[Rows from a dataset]
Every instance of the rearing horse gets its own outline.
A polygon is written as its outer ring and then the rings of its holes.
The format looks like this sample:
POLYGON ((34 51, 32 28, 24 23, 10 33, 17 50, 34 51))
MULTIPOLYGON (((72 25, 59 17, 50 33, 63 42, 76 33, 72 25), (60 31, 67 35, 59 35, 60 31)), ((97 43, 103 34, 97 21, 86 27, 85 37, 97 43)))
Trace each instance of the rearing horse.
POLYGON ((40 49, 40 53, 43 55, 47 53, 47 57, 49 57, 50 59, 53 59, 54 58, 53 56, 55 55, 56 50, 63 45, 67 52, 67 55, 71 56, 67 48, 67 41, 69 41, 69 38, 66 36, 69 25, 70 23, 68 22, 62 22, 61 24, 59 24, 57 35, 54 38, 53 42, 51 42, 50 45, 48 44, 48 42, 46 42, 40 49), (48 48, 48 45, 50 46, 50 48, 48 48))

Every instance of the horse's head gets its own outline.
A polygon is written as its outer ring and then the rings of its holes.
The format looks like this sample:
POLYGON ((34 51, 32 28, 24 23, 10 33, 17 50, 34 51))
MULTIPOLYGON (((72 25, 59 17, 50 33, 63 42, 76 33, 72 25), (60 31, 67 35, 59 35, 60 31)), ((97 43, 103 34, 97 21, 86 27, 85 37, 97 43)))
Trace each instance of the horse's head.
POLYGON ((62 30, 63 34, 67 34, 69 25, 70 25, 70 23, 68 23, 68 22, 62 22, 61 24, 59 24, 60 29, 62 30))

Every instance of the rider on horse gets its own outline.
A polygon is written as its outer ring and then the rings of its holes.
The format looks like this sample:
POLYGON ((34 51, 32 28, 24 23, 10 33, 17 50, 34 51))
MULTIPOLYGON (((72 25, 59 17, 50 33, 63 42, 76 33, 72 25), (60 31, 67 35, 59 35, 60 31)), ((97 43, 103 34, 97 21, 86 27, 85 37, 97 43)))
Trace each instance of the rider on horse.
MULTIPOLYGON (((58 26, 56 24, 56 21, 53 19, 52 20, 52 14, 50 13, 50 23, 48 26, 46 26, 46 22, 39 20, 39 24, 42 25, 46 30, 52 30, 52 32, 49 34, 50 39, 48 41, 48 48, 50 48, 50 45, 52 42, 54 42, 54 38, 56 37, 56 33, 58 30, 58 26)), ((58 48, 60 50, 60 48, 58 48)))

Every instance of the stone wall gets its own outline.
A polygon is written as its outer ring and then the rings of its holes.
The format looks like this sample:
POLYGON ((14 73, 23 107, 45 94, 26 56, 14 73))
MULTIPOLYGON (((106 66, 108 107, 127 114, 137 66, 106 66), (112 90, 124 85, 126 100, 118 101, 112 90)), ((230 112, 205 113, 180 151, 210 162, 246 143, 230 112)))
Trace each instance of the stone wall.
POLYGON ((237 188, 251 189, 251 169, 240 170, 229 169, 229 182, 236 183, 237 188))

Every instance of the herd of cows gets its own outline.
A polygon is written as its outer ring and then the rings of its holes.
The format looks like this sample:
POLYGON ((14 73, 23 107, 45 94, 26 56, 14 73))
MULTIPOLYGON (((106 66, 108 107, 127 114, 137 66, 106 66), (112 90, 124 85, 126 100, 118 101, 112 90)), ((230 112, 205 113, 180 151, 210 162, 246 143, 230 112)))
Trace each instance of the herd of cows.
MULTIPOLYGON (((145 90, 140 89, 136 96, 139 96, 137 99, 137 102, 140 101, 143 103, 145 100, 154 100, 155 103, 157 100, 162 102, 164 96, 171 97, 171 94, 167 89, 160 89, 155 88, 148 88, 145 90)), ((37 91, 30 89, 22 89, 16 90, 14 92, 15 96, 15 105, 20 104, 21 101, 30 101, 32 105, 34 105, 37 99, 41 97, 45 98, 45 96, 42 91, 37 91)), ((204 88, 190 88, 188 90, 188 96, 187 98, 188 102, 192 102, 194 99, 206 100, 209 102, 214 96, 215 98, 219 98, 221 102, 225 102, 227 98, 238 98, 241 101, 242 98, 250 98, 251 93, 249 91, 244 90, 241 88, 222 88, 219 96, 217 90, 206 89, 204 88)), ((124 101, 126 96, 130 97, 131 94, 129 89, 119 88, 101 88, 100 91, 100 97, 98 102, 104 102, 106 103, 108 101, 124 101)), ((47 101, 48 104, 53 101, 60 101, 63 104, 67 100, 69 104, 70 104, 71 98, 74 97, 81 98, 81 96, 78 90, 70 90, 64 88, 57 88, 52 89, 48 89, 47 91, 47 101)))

Required work:
Update the data above so that "Trace each instance" becomes "Draw a polygon around each instance" wherever it occurs, leaving everything else unchanged.

Task output:
Every instance of the rearing horse gets its own outline.
A polygon is written as its outer ring and then the rings of its holes.
The format looks like this sample:
POLYGON ((34 51, 32 28, 24 23, 10 33, 17 50, 34 51))
MULTIPOLYGON (((72 25, 59 17, 50 33, 63 42, 76 33, 72 25), (60 31, 67 35, 59 35, 60 31)), ((97 43, 103 34, 97 21, 86 27, 85 37, 97 43)))
Draw a polygon around each instance of the rearing horse.
POLYGON ((40 49, 40 53, 43 55, 47 53, 47 57, 49 57, 50 59, 53 59, 54 58, 53 56, 55 55, 56 50, 63 45, 67 52, 67 55, 71 56, 67 48, 67 41, 69 41, 69 38, 66 36, 69 25, 70 23, 68 22, 62 22, 61 24, 59 24, 57 35, 54 38, 53 42, 51 42, 50 45, 48 44, 48 42, 46 42, 40 49), (48 48, 48 45, 50 46, 50 48, 48 48))

Every instance of the horse's head gets its own outline.
A polygon is written as its outer ring and then the rings of its holes.
The format looks like this sample:
POLYGON ((34 51, 32 28, 24 23, 10 33, 17 50, 34 51))
MULTIPOLYGON (((72 25, 59 17, 50 33, 63 42, 76 33, 72 25), (60 31, 67 35, 59 35, 60 31)), ((97 43, 103 34, 97 21, 86 27, 85 37, 97 43)))
Draw a polygon around each instance of the horse's head.
POLYGON ((62 30, 63 34, 67 34, 69 25, 70 25, 70 23, 68 23, 68 22, 62 22, 61 24, 59 24, 60 29, 62 30))

Every instance of the rider on horse gets its own outline.
A polygon is written as its outer ring and then the rings of its holes.
The format looks like this sample:
POLYGON ((34 51, 32 28, 24 23, 10 33, 17 50, 34 51))
MULTIPOLYGON (((72 25, 59 17, 50 33, 63 42, 76 33, 72 25), (60 31, 67 35, 59 35, 60 31)), ((97 43, 103 34, 97 21, 86 27, 85 37, 97 43)))
Draw a polygon around each instance of the rider on horse.
MULTIPOLYGON (((58 26, 56 24, 56 21, 53 19, 52 20, 52 14, 50 13, 50 23, 48 26, 46 26, 46 22, 39 20, 39 24, 42 25, 46 30, 52 30, 52 32, 49 34, 50 39, 48 41, 48 48, 50 48, 50 45, 52 42, 54 42, 54 38, 56 37, 56 33, 58 30, 58 26)), ((58 48, 60 50, 60 48, 58 48)))

Every instance of the stone wall gets its own outline.
A polygon is written as its outer ring and then the rings of its holes.
The format looks like this sample:
POLYGON ((14 73, 23 107, 45 94, 26 56, 14 73))
MULTIPOLYGON (((106 66, 108 107, 127 114, 137 66, 106 66), (112 90, 124 85, 126 100, 118 101, 112 90)), ((230 112, 205 113, 180 151, 210 162, 246 143, 230 112)))
Draw a polygon around each instance of the stone wall.
POLYGON ((237 188, 251 189, 251 169, 240 170, 229 169, 229 182, 236 183, 237 188))

Every instance of the herd of cows gets its own outline.
A polygon is written as its outer ring and then the rings of its holes.
The format looks like this sample:
POLYGON ((14 73, 23 107, 45 94, 26 56, 14 73))
MULTIPOLYGON (((106 66, 108 107, 127 114, 137 66, 106 66), (112 90, 124 85, 126 100, 118 101, 112 90)), ((230 112, 205 113, 180 151, 210 162, 246 143, 230 112)))
Draw a polygon around each instance of the herd of cows.
MULTIPOLYGON (((145 90, 140 89, 136 96, 139 96, 137 99, 137 102, 140 101, 143 103, 145 100, 154 100, 155 103, 157 100, 162 102, 164 96, 171 97, 171 94, 167 89, 160 89, 155 88, 148 88, 145 90)), ((37 91, 30 89, 22 89, 16 90, 14 92, 15 96, 15 105, 20 104, 21 101, 30 101, 32 105, 34 105, 37 99, 41 97, 45 98, 45 96, 42 91, 37 91)), ((204 88, 190 88, 188 90, 188 96, 187 98, 188 102, 192 102, 194 99, 206 100, 209 102, 214 96, 215 98, 219 98, 221 102, 225 102, 227 98, 238 98, 241 101, 242 98, 250 98, 251 93, 249 91, 244 90, 241 88, 222 88, 219 96, 217 90, 206 89, 204 88)), ((124 101, 126 96, 130 97, 131 94, 129 89, 119 88, 101 88, 100 91, 100 97, 98 102, 104 102, 106 103, 108 101, 124 101)), ((47 101, 48 104, 53 101, 60 101, 63 104, 67 100, 69 104, 70 104, 71 98, 74 97, 81 98, 81 96, 78 90, 70 90, 64 88, 57 88, 52 89, 48 89, 47 91, 47 101)))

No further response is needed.